▶ **EXTRACT**
^^^^^^^^^^^^^^^^
Performance Shares or Performance Units
      The plan authorizes the Committee to grant performance shares and performance units to participants, which will become payable upon achievement of specified management objectives, and such other terms and conditions as the Committee may determine in accordance with the terms of the plan. The payment of performance shares or performance units which become payable to a participant may be made in cash, in shares of our common stock or in a combination thereof, as determined by the Committee.
Senior Executive Plan Bonuses
      The Committee may authorize payment of annual incentive compensation to a participant who is, or is determined by the Committee to be likely to become, a “covered employee” within the meaning of Section 162(m) of the Internal Revenue Code (or any successor provision), which incentive compensation will become payable upon the achievement of specified management objectives by the participant. Senior executive plan bonuses will be payable upon such terms and conditions as the Committee may determine in accordance with the provisions of the plan. The payment of a senior executive plan bonus which becomes payable to a participant may be made in cash, in shares of our common stock or in a combination thereof, as determined by the Committee.
Withholding Taxes
      To the extent that we are required to withhold federal, state, local or foreign taxes in connection with any payment made or benefit realized by a participant or other person under the plan, and the amounts available to us for such withholding are insufficient, it will be a condition to the receipt of the payment or the realization of the benefit that the participant or other person make arrangements satisfactory to us for payment of the balance of the taxes required to be withheld. In addition, if permitted by the Committee, a participant may elect to have any withholding obligation of Michaels satisfied with shares of common stock that would otherwise be transferred to the participant in payment of the participant’s award.
Persons Who May Participate in the Plan
      Our and our subsidiaries’ executive officers and key employees, as well as our directors, are eligible to participate in the plan. We estimate that approximately 1,485 individuals will be eligible to be selected by the Committee to receive awards under the plan. This group of eligible participants includes six directors, seven executive officers and 43 non-executive officers.
Transferability
      No award may be sold, pledged, assigned or transferred in any manner other than by will or the laws of descent and distribution, pursuant to a qualified domestic relations order or, with the consent of the Committee, by gifts to family members of the participant, including to trusts to which family members of the participant own more than 50% of the beneficial interests, to foundations in which family members of the participant control or the participant controls the management of assets, to other entities in which more than 50% of the voting interests are owned by family members of the participant or the participant and to charitable organizations described in Section 170(c) of the Internal Revenue Code. No stock option or appreciation right granted to a participant will be exercisable during the participant’s lifetime by

8


 

any person other than the participant, the participant’s guardian or legal representative or any permitted transferee.
^^^^^^^^^^^^^^^^
▶ **Dataset rows on where objects appear**
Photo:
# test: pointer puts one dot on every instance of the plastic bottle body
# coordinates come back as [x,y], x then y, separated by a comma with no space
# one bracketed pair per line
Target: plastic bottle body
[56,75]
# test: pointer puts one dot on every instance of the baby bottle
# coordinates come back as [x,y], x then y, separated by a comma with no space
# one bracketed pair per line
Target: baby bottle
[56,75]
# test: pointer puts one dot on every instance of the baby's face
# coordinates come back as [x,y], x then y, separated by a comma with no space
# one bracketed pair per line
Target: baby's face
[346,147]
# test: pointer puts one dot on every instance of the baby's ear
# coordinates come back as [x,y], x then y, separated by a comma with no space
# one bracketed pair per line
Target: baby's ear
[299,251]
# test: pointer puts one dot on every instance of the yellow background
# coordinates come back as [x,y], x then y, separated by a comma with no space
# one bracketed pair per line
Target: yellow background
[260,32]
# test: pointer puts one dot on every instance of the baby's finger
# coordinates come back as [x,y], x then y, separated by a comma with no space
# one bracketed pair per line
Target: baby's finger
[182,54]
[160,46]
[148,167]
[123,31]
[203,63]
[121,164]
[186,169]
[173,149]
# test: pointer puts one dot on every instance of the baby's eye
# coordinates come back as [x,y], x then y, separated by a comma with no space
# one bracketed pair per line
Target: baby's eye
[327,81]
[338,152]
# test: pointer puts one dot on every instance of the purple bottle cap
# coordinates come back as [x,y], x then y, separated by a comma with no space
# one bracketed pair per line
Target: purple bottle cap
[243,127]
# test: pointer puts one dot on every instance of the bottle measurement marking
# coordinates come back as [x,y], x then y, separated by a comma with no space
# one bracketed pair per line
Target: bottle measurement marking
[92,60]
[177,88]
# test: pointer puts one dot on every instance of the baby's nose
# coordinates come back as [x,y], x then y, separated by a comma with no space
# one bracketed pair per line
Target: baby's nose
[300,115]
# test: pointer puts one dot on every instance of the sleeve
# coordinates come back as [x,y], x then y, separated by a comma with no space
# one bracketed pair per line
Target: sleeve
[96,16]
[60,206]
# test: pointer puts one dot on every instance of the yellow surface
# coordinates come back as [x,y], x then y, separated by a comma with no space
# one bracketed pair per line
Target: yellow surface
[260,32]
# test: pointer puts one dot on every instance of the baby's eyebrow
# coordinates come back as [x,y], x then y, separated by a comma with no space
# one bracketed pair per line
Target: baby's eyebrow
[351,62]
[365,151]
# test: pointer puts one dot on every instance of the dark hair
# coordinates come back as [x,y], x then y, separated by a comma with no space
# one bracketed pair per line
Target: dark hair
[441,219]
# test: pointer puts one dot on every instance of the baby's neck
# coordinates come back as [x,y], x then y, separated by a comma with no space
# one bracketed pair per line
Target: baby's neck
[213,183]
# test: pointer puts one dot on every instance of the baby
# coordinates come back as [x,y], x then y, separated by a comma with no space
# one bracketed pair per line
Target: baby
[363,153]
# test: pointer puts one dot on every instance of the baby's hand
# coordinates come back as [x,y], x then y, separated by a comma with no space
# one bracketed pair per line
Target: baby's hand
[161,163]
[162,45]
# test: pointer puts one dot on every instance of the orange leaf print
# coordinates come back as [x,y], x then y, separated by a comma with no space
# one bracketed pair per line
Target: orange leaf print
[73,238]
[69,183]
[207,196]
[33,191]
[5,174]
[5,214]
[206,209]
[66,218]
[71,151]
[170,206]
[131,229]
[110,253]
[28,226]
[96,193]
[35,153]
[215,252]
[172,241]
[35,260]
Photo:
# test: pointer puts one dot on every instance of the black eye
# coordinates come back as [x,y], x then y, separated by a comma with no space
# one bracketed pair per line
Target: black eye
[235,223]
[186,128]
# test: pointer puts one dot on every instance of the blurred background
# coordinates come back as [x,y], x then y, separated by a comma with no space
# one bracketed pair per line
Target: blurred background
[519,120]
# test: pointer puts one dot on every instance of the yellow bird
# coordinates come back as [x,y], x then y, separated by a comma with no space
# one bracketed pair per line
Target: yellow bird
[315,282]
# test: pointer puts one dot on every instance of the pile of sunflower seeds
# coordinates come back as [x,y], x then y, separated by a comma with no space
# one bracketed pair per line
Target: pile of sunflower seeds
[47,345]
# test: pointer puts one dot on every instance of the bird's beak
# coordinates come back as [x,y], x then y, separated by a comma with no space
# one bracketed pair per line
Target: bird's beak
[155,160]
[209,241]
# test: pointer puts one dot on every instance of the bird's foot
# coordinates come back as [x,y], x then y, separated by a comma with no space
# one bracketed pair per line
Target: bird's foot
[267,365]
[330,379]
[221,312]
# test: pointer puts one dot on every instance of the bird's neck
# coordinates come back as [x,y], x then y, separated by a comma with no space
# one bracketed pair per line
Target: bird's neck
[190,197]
^^^^^^^^^^^^^^^^
▶ **PARTS OF THE EXERCISE**
• A. In the plan summary, roughly how many individuals are estimated to be eligible for selection to receive awards?
• B. Please proceed with the plan summary, picking up after its last sentence.

▶ **RESULTS OF THE TASKS**
• A. Approximately 1,485 individuals.

• B.
Term
      The plan will expire on June 16, 2015. No further awards will be made under the plan on or after that date. Awards that are outstanding on that date will remain in effect according to their terms and the provisions of the plan.
Termination and Amendment of the Plan
      The plan may be terminated at any time by action of the Board. The termination of the plan will not adversely affect the terms of any outstanding award.
      The plan may be amended from time to time by the Committee or the Board but may not be amended without further approval by our stockholders if such amendment would result in the plan no longer satisfying any applicable requirements of the New York Stock Exchange, Rule 16b-3 of the Securities Exchange Act of 1934 or Section 162(m) of the Internal Revenue Code. Neither the Committee nor the Board will authorize the amendment of any outstanding stock option to reduce the option price without the further approval of our stockholders. Furthermore, no stock option will be cancelled and replaced with stock options having a lower option price without further approval of the stockholders.
Nonqualified and Unfunded Status of the Plan
      The plan is unfunded and does not give participants any rights that are superior to those of our general creditors. The plan is not subject to the provisions of the Employee Retirement Income Security Act of 1974 and is not qualified under Section 401(a) of the Internal Revenue Code.
Nature and Frequency of Reports
      Other than an agreement evidencing awards under the plan, we do not intend to provide participants with updates as to the amounts, and status of awards, under the plan.
FEDERAL INCOME TAX CONSEQUENCES
General
      The following discussion of the principal U.S. federal income tax consequences with respect to awards under the plan is based on statutory authority and judicial and administrative interpretations as of the date of this prospectus, which are subject to change at any time (possibly with retroactive effect) and may vary in individual circumstances. Therefore, the following discussion is designed to provide a general understanding of the federal income tax consequences (state, local and other tax consequences are not addressed below). This discussion is limited to the U.S. federal income tax consequences to individuals who are citizens or residents of the U.S. The U.S. federal income tax law is technical and complex and the discussion below represents only a general summary.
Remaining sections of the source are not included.